REQUIREMENTS:
1. List every number written in digits in the market commentary text.
2. Render this sentence from the market commentary into Spanish: "Mishra indicated that a strong move above 25,200 would open doors to new highs."
3. Write the next part of the market commentary on the Nifty, picking up right after its final sentence.

TEXT SECTION:
According to Khemka, “Interest rate-sensitive sectors, particularly PSU banks, are expected to remain in focus amid hopes for an RBI rate cut. Upcoming monthly auto sales data could also influence the automobile sector.” Despite the challenges, the Nifty ended May with gains of 1.7%, its third consecutive monthly rise, and is expected to maintain positive momentum in June supported by strong GDP growth and institutional inflows.
Technical Outlook: Nifty and Bank Nifty Poised for Movement
Ajit Mishra, SVP of Research at Religare Broking Ltd, provided a technical perspective, stating, “The Nifty is currently in a consolidation phase and a close above the 20-day exponential moving average (around 24,600) is crucial to sustain bullish momentum. A breach below this could lead to further profit booking.” Mishra indicated that a strong move above 25,200 would open doors to new highs.

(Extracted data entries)
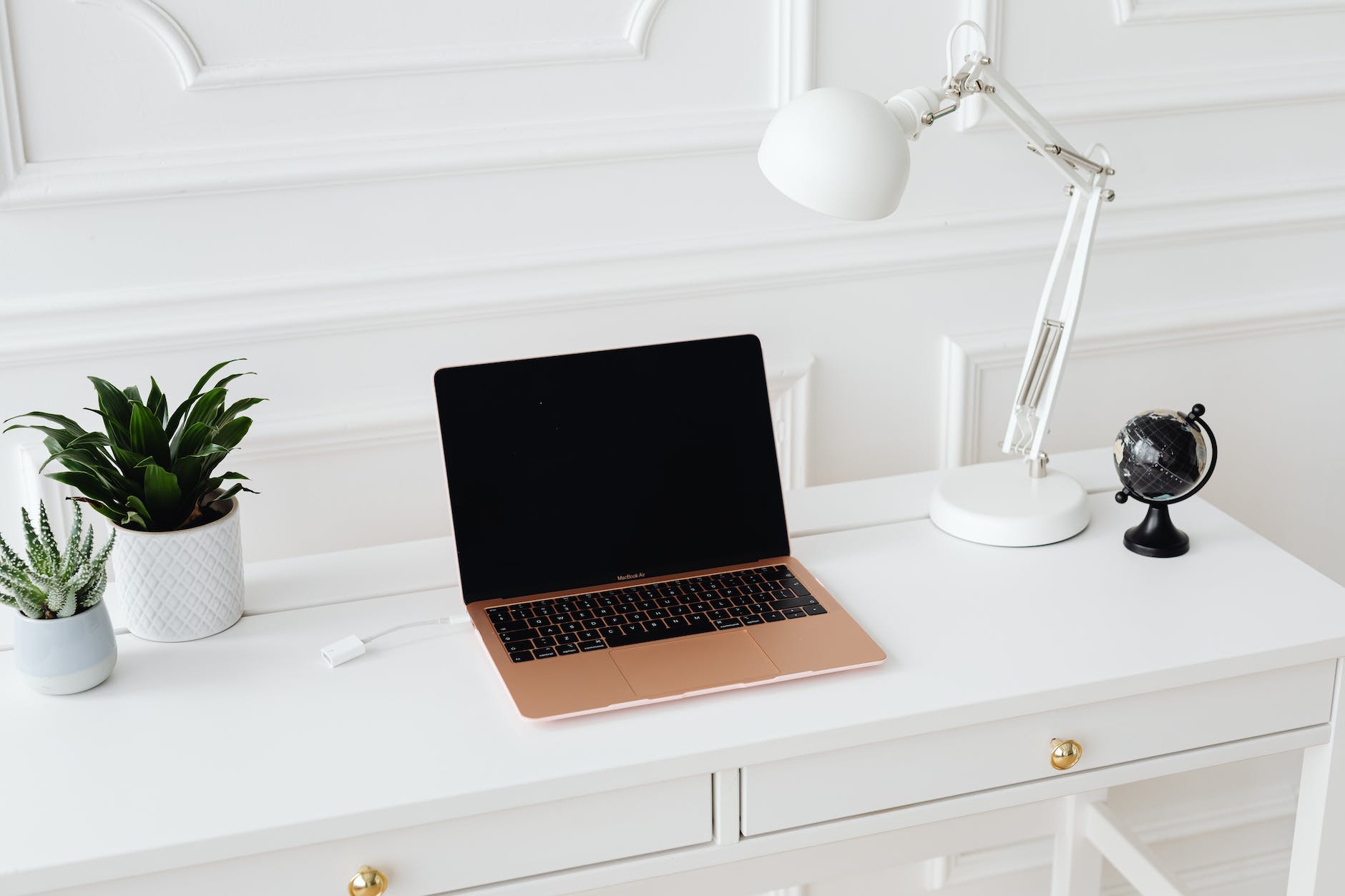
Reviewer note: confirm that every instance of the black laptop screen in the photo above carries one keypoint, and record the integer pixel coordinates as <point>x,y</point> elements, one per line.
<point>585,470</point>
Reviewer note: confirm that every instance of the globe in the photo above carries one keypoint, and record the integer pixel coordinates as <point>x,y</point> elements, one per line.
<point>1161,455</point>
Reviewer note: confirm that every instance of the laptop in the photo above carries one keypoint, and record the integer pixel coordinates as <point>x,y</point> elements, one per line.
<point>620,529</point>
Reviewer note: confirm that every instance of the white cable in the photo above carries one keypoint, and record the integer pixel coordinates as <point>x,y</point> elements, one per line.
<point>353,646</point>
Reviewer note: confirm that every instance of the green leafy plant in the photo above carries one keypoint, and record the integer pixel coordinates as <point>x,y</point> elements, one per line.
<point>53,584</point>
<point>151,470</point>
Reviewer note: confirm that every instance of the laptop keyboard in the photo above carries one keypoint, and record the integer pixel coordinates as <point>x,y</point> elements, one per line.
<point>655,611</point>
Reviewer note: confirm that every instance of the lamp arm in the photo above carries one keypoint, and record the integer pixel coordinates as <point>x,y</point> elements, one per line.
<point>1057,311</point>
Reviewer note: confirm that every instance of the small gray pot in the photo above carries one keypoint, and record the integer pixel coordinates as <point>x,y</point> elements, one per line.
<point>65,656</point>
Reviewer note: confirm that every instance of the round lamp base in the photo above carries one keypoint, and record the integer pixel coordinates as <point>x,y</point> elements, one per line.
<point>1001,505</point>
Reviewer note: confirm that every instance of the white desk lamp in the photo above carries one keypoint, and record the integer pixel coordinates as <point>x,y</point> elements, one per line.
<point>845,154</point>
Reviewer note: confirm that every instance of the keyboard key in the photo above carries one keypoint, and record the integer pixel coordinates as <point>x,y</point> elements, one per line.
<point>658,633</point>
<point>793,601</point>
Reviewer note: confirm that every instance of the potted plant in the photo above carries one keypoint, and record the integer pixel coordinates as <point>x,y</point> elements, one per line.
<point>154,474</point>
<point>62,636</point>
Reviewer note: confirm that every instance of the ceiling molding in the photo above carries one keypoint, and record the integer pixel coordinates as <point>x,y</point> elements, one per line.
<point>198,74</point>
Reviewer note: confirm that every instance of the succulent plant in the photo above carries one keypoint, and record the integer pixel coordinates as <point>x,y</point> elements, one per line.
<point>53,584</point>
<point>152,470</point>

THE RESULTS:
1. 1.7%, 20, 24,600, 25,200

2. Mishra indicó que un movimiento fuerte por encima de 25.200 abriría las puertas a nuevos máximos.

3.
On the Bank Nifty, Mishra commented, “The banking index remains key to market momentum. A breakout above 56,000 could push the index towards 57,500, providing a catalyst for the broader market.”
Expert Trading Strategy for the Week Ahead
Market experts maintain a positive outlook for June, recommending investors seek buying opportunities. Mishra advised, “We suggest focusing on banking and financial services sectors, while FMCG and IT may trade subdued. Investors should prioritize fundamentally strong stocks with favorable risk-reward profiles and stay informed about macroeconomic developments.”